SOURCE DATA Block Start

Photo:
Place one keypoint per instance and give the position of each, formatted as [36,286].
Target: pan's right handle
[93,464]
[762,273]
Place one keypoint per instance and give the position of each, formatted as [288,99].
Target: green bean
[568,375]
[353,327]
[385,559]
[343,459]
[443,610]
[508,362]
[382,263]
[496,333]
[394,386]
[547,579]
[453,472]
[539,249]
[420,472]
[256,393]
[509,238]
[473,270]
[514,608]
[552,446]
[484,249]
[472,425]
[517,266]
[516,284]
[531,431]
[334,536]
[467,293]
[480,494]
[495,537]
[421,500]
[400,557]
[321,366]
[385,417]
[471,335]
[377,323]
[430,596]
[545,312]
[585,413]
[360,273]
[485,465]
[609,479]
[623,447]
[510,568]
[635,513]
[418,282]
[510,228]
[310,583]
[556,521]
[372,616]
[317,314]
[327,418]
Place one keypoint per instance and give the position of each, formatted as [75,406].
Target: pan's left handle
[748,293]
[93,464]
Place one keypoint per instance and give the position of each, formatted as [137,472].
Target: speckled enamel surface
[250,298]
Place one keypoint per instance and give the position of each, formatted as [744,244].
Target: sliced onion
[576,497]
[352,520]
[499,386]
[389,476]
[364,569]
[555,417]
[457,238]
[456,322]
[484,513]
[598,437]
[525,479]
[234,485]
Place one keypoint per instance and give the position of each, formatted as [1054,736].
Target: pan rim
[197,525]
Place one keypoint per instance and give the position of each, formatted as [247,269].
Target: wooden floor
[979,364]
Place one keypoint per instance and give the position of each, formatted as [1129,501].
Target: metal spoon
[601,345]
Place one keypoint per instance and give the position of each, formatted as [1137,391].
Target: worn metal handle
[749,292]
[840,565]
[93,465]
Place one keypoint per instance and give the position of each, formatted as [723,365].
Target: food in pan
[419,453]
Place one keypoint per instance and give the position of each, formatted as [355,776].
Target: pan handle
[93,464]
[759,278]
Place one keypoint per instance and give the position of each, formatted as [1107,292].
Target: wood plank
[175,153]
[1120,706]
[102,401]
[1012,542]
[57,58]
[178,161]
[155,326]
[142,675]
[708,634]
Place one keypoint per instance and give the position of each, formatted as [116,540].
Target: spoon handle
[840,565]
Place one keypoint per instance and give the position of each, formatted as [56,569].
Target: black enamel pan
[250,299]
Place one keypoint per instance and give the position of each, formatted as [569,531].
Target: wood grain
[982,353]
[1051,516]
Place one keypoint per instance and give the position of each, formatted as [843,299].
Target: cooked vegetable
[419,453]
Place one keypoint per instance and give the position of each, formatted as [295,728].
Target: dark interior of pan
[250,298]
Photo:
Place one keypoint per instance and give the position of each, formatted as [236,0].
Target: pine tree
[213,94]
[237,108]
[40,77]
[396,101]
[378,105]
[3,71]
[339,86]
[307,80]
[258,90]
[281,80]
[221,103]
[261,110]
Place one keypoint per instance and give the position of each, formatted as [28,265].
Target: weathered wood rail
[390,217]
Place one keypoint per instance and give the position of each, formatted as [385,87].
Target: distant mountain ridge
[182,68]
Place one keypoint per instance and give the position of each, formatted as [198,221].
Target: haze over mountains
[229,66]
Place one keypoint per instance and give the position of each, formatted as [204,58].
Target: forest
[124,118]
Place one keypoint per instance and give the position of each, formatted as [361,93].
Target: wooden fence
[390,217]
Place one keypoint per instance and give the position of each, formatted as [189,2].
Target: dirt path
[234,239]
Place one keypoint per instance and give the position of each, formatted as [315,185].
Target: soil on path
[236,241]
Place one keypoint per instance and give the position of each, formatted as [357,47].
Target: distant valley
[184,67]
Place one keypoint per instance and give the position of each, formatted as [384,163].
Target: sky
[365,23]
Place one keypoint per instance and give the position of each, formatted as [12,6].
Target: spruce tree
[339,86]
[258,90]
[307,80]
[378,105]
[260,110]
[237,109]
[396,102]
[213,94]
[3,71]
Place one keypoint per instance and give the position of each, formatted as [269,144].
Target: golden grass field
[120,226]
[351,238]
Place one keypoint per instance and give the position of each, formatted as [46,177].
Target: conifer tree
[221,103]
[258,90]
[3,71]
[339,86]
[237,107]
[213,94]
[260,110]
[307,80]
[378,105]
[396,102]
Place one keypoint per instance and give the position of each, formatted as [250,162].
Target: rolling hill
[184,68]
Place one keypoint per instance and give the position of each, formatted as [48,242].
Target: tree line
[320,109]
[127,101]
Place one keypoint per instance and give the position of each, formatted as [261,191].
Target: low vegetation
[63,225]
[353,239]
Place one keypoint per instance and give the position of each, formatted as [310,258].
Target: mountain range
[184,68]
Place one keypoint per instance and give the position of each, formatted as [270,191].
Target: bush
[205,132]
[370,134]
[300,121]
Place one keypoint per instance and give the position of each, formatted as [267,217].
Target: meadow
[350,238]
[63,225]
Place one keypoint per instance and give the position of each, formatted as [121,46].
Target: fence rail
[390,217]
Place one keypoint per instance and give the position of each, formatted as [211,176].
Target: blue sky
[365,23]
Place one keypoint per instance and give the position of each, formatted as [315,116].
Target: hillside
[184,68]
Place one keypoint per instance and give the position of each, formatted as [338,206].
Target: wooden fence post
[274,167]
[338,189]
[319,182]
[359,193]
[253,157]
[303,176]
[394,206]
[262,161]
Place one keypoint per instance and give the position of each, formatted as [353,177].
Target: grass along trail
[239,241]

SOURCE DATA Block End

• _TO DO_: Reproduce the entries above exactly, but only the lines between the line holding "Target: distant valley" and the line holding "formatted as [12,6].", inclusive.

• _FINISHED TASK_:
Target: distant valley
[184,67]
Place one keypoint per instance and give the position of each, formatted as [384,163].
Target: sky
[365,23]
Place one keypoint per instance and give the position of each, formatted as [12,6].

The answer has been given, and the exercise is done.